* **Work to be completed**:
Skip every line before the one containing "handle in the photograph above.", then copy that line and the rest of the entries below exactly, through the last line.

-------------------------

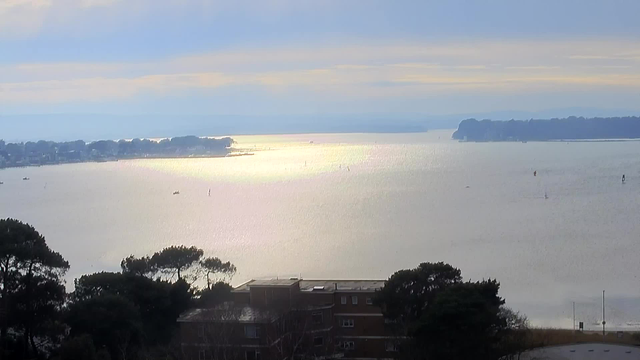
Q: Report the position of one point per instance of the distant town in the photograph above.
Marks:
(571, 128)
(50, 153)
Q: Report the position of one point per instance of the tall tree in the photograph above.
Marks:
(464, 322)
(138, 266)
(31, 278)
(213, 266)
(175, 260)
(407, 293)
(112, 321)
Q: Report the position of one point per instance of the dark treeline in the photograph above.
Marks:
(132, 314)
(49, 152)
(571, 128)
(129, 314)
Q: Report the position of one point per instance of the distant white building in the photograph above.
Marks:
(594, 351)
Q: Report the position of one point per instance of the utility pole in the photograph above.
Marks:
(574, 317)
(603, 319)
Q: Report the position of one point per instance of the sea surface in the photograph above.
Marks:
(363, 206)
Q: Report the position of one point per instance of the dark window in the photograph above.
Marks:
(347, 345)
(252, 331)
(369, 301)
(316, 318)
(348, 323)
(392, 346)
(252, 355)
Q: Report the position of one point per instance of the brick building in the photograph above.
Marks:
(285, 319)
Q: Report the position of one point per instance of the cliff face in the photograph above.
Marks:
(572, 128)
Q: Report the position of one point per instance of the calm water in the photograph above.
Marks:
(363, 206)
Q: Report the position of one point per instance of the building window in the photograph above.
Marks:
(316, 318)
(318, 341)
(347, 345)
(369, 301)
(392, 346)
(252, 331)
(348, 323)
(252, 355)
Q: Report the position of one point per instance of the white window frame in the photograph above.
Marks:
(256, 332)
(348, 345)
(348, 323)
(391, 346)
(369, 301)
(319, 313)
(321, 342)
(256, 355)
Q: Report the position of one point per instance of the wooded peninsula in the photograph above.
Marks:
(571, 128)
(49, 152)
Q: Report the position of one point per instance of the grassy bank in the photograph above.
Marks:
(550, 337)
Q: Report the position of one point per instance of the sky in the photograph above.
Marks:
(273, 58)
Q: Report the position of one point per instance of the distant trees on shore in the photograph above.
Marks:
(49, 152)
(110, 315)
(436, 315)
(571, 128)
(131, 315)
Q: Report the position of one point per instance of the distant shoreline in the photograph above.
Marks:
(571, 128)
(161, 157)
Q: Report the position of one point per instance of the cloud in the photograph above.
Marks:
(345, 71)
(22, 17)
(92, 3)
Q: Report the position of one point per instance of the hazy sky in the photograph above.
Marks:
(305, 57)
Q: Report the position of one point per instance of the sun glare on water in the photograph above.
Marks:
(268, 159)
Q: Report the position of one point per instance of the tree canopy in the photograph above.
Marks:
(435, 315)
(407, 293)
(31, 278)
(109, 315)
(175, 260)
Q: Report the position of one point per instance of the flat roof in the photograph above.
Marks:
(589, 351)
(226, 312)
(274, 282)
(318, 285)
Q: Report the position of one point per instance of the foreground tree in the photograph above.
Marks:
(138, 266)
(408, 293)
(175, 260)
(31, 278)
(213, 267)
(464, 322)
(434, 315)
(111, 321)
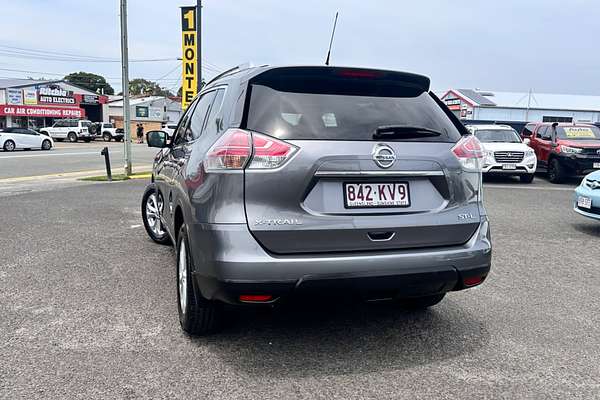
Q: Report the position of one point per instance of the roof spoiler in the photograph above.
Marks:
(281, 78)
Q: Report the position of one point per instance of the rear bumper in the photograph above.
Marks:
(230, 263)
(578, 164)
(594, 211)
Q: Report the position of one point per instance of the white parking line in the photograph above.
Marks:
(78, 153)
(558, 189)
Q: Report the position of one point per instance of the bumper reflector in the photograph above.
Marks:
(256, 297)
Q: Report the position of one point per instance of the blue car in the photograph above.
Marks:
(587, 196)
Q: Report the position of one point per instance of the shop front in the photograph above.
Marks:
(36, 117)
(40, 105)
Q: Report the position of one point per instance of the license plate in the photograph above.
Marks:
(371, 195)
(584, 202)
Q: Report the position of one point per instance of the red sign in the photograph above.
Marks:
(40, 112)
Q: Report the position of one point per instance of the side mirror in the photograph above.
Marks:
(156, 139)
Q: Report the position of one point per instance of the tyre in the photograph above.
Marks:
(419, 303)
(556, 172)
(197, 315)
(152, 207)
(527, 178)
(9, 145)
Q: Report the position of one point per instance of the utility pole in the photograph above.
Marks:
(125, 83)
(528, 105)
(199, 36)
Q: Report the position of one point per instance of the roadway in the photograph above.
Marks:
(88, 310)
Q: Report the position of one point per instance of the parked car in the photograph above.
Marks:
(587, 196)
(70, 129)
(317, 181)
(107, 131)
(22, 138)
(565, 149)
(505, 152)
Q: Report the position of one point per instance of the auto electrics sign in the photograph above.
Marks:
(55, 95)
(190, 55)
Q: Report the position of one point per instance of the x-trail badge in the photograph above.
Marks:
(383, 155)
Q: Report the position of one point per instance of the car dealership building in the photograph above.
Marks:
(35, 104)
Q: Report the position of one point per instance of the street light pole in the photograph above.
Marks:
(125, 83)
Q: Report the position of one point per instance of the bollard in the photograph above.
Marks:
(104, 152)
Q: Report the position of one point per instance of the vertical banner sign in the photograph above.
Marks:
(190, 56)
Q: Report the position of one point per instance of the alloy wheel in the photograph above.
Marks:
(153, 209)
(182, 276)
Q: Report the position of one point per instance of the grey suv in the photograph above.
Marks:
(285, 182)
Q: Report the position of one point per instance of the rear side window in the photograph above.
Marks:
(199, 115)
(214, 121)
(541, 131)
(345, 116)
(527, 130)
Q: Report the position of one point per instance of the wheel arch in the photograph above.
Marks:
(178, 220)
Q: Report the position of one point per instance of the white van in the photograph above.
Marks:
(70, 129)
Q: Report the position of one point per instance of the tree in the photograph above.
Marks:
(141, 86)
(89, 81)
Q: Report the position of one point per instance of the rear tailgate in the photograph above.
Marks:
(306, 206)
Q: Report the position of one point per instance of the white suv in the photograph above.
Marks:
(70, 129)
(505, 153)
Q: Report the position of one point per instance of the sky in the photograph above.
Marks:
(549, 46)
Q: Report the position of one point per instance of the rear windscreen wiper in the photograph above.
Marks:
(404, 131)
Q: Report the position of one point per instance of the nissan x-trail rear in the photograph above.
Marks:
(300, 182)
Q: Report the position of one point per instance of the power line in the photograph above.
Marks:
(22, 52)
(57, 58)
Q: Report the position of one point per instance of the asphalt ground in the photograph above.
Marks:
(71, 157)
(88, 310)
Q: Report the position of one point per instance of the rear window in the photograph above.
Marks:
(330, 116)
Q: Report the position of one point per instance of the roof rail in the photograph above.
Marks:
(230, 71)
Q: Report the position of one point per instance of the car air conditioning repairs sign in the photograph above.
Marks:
(30, 97)
(55, 95)
(141, 112)
(14, 96)
(190, 56)
(49, 112)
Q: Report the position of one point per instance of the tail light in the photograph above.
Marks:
(238, 149)
(269, 152)
(469, 153)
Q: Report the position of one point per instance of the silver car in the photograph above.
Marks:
(326, 182)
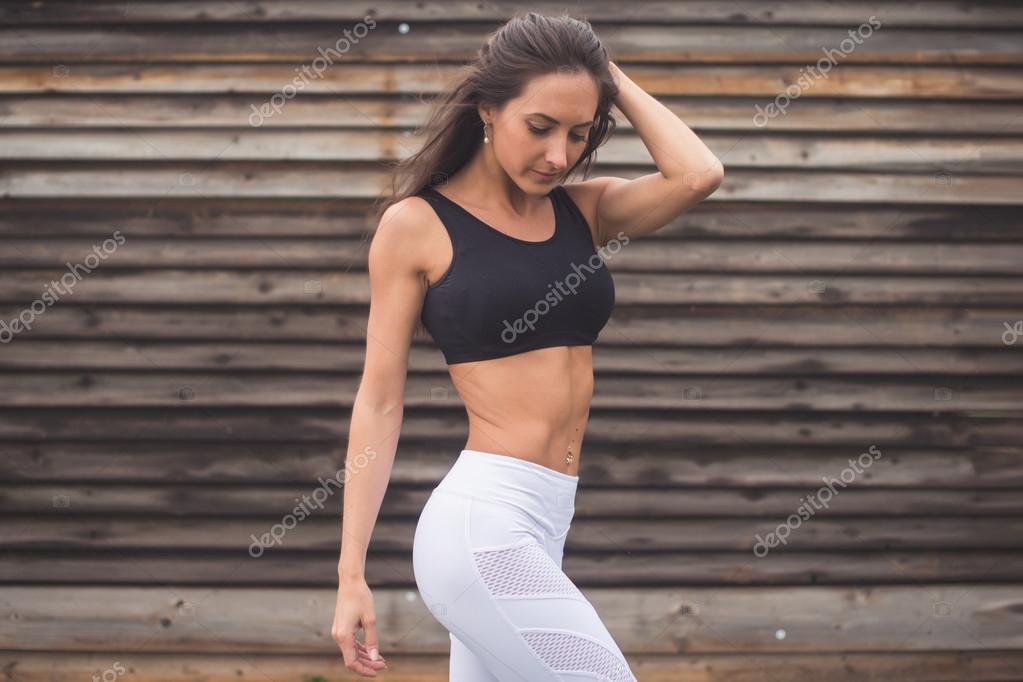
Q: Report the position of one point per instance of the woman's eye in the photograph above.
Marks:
(541, 131)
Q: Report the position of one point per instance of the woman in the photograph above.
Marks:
(500, 262)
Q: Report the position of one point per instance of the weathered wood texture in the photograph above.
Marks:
(854, 286)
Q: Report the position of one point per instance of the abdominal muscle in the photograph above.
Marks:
(532, 405)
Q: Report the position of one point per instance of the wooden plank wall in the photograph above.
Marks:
(852, 287)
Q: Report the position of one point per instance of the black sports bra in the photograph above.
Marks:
(502, 296)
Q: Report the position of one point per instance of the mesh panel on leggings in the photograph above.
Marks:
(566, 652)
(522, 571)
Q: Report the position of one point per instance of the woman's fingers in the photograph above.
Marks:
(363, 650)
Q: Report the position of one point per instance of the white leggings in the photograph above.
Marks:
(487, 558)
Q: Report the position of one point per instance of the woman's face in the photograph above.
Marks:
(544, 130)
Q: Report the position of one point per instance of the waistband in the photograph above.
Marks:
(543, 493)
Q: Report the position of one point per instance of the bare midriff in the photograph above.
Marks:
(532, 405)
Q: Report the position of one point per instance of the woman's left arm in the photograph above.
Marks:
(687, 171)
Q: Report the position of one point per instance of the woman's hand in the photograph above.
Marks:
(355, 609)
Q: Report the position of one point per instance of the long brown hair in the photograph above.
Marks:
(528, 45)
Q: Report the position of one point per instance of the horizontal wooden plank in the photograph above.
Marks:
(812, 361)
(881, 154)
(916, 81)
(684, 393)
(61, 180)
(657, 254)
(327, 110)
(625, 428)
(791, 12)
(263, 500)
(329, 287)
(242, 538)
(638, 327)
(113, 566)
(266, 218)
(869, 42)
(662, 621)
(651, 466)
(845, 667)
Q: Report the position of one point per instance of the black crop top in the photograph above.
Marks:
(502, 296)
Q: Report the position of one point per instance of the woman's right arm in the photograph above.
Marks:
(396, 292)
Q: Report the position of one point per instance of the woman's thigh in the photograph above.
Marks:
(486, 575)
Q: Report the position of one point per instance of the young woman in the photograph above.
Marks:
(483, 242)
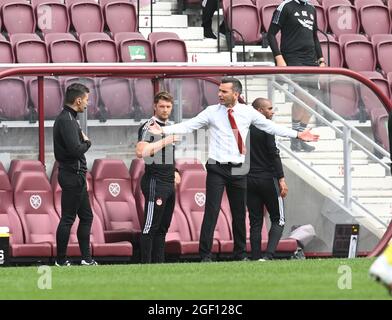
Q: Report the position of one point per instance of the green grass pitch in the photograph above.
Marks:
(281, 279)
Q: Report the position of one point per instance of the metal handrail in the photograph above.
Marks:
(336, 117)
(343, 207)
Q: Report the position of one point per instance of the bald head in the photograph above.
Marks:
(264, 106)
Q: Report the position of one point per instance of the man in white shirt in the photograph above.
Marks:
(228, 123)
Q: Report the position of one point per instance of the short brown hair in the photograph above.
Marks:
(163, 95)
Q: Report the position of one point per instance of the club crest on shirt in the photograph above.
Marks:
(114, 189)
(200, 198)
(35, 201)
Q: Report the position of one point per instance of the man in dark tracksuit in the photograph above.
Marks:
(158, 181)
(70, 145)
(300, 46)
(266, 185)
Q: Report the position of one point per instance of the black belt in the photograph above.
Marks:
(230, 164)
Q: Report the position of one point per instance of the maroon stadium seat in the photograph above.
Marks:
(18, 17)
(136, 171)
(92, 110)
(336, 59)
(375, 19)
(9, 218)
(6, 52)
(144, 97)
(369, 99)
(342, 25)
(53, 100)
(185, 164)
(210, 92)
(117, 97)
(63, 48)
(266, 13)
(384, 54)
(191, 197)
(98, 47)
(52, 16)
(344, 98)
(359, 55)
(112, 189)
(97, 238)
(24, 165)
(133, 47)
(379, 119)
(168, 47)
(246, 20)
(86, 16)
(33, 200)
(389, 78)
(14, 101)
(178, 240)
(29, 48)
(120, 16)
(190, 93)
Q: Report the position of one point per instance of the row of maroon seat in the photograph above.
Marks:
(19, 16)
(92, 47)
(359, 53)
(110, 98)
(335, 16)
(30, 206)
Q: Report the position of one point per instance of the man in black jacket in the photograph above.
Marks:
(297, 22)
(266, 185)
(70, 145)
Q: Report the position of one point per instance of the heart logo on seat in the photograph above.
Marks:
(200, 198)
(114, 189)
(35, 201)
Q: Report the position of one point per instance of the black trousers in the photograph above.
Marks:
(74, 201)
(219, 177)
(260, 193)
(158, 211)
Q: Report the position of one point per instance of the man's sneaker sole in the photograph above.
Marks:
(91, 263)
(66, 263)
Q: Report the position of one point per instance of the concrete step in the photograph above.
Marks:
(376, 200)
(356, 154)
(210, 58)
(170, 21)
(369, 170)
(335, 162)
(372, 193)
(366, 183)
(157, 6)
(190, 33)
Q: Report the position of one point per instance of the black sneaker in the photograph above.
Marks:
(209, 34)
(306, 147)
(65, 263)
(206, 259)
(295, 145)
(91, 262)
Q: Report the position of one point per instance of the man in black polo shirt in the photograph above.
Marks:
(266, 185)
(300, 46)
(70, 145)
(158, 181)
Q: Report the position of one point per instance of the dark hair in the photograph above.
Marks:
(163, 95)
(259, 103)
(74, 91)
(237, 86)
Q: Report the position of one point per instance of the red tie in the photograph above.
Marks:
(236, 132)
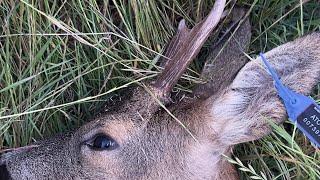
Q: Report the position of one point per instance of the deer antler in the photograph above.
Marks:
(183, 48)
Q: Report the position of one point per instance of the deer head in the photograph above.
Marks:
(142, 138)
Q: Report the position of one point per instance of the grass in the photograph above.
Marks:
(61, 60)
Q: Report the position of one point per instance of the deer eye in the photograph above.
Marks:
(102, 142)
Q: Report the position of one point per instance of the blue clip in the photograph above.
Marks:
(298, 107)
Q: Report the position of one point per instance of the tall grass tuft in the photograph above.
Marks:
(60, 61)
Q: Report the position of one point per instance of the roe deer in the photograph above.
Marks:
(142, 140)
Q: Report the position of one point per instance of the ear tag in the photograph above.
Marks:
(302, 110)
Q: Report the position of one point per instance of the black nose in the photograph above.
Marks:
(4, 174)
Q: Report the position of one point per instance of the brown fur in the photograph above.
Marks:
(153, 145)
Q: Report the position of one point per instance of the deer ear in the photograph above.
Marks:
(240, 112)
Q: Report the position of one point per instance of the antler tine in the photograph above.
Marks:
(183, 48)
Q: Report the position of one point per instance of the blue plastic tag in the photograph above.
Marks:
(302, 110)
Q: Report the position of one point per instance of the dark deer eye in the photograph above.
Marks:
(102, 142)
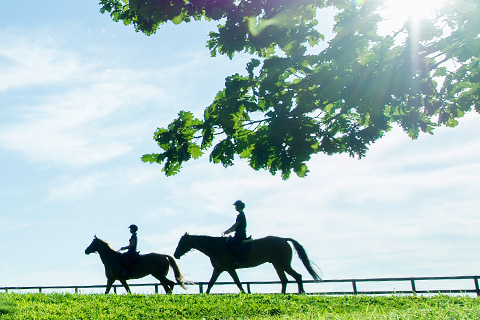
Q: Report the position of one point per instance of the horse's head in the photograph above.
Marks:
(184, 245)
(93, 247)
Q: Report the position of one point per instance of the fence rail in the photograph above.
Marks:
(373, 286)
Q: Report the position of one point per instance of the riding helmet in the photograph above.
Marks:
(240, 204)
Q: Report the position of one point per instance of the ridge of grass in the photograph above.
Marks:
(235, 306)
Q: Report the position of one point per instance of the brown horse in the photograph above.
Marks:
(153, 263)
(275, 250)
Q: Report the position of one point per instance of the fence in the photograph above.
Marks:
(374, 286)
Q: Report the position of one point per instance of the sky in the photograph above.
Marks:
(80, 99)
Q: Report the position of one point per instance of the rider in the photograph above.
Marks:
(131, 254)
(240, 228)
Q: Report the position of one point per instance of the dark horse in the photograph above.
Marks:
(275, 250)
(153, 263)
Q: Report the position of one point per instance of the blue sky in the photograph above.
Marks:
(80, 99)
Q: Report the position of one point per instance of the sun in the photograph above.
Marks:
(413, 9)
(396, 12)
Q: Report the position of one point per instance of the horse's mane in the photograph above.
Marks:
(105, 243)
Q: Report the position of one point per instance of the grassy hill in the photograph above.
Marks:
(234, 306)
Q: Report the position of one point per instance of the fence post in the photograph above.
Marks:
(414, 289)
(477, 288)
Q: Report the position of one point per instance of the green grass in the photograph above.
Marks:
(235, 306)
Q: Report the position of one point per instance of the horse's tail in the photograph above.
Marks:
(302, 254)
(176, 271)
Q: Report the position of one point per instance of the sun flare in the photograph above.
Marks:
(413, 9)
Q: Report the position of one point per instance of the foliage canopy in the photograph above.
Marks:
(301, 95)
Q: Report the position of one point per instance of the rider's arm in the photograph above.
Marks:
(231, 229)
(131, 245)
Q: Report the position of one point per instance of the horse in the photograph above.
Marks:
(154, 264)
(271, 249)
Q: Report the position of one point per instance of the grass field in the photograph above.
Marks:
(235, 306)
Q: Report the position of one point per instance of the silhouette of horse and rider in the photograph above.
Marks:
(225, 253)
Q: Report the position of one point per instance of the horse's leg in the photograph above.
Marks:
(167, 284)
(110, 282)
(216, 273)
(125, 285)
(234, 275)
(298, 277)
(283, 278)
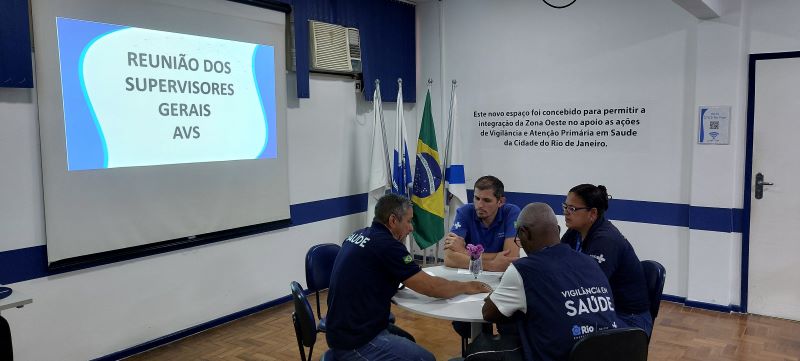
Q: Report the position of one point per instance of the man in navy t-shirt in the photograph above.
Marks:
(563, 294)
(488, 221)
(366, 273)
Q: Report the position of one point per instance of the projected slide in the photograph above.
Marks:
(140, 97)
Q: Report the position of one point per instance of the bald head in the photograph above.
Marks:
(540, 227)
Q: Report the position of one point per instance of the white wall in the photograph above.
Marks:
(515, 54)
(98, 311)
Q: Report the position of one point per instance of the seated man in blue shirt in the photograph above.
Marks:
(488, 221)
(365, 276)
(562, 294)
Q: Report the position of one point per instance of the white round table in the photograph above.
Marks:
(465, 308)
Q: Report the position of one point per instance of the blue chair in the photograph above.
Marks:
(305, 328)
(616, 344)
(654, 276)
(6, 351)
(319, 264)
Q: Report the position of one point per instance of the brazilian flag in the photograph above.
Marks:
(428, 190)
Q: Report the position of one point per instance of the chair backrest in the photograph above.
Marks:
(319, 265)
(6, 351)
(305, 327)
(654, 276)
(617, 344)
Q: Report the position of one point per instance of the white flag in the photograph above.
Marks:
(454, 167)
(379, 160)
(401, 168)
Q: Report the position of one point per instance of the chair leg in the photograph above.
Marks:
(299, 339)
(319, 310)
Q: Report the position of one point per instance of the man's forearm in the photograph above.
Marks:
(455, 259)
(493, 263)
(460, 260)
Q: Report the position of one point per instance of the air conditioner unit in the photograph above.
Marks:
(334, 48)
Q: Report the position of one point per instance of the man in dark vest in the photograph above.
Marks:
(562, 295)
(366, 273)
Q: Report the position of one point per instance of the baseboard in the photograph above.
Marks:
(704, 305)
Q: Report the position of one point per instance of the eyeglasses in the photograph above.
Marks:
(568, 209)
(516, 238)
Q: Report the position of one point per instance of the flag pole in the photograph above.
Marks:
(425, 250)
(383, 134)
(447, 160)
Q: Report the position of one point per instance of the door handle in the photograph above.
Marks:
(760, 185)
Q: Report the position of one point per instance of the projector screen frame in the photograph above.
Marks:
(192, 240)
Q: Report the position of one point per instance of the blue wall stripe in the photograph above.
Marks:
(23, 264)
(149, 345)
(30, 263)
(303, 213)
(668, 214)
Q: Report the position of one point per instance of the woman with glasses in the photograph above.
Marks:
(591, 233)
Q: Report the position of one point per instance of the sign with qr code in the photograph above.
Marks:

-------------------------

* **Output of the task**:
Q: Report the position of one point per instance of the door handle in the photograph above.
Marks:
(760, 185)
Q: Report the position of one point per instance of the projector screen frame in the photograph above.
Marks:
(192, 240)
Q: Report the position of one point per instance of the blue wall stripe in the photograph above.
Marks:
(23, 264)
(149, 345)
(30, 263)
(303, 213)
(668, 214)
Q: Report the position of one point per instance of the woman with glasses in the photograph above.
Marks:
(591, 233)
Q: Report the position of one point per instance of the sign with qr code in the photograph above.
Marks:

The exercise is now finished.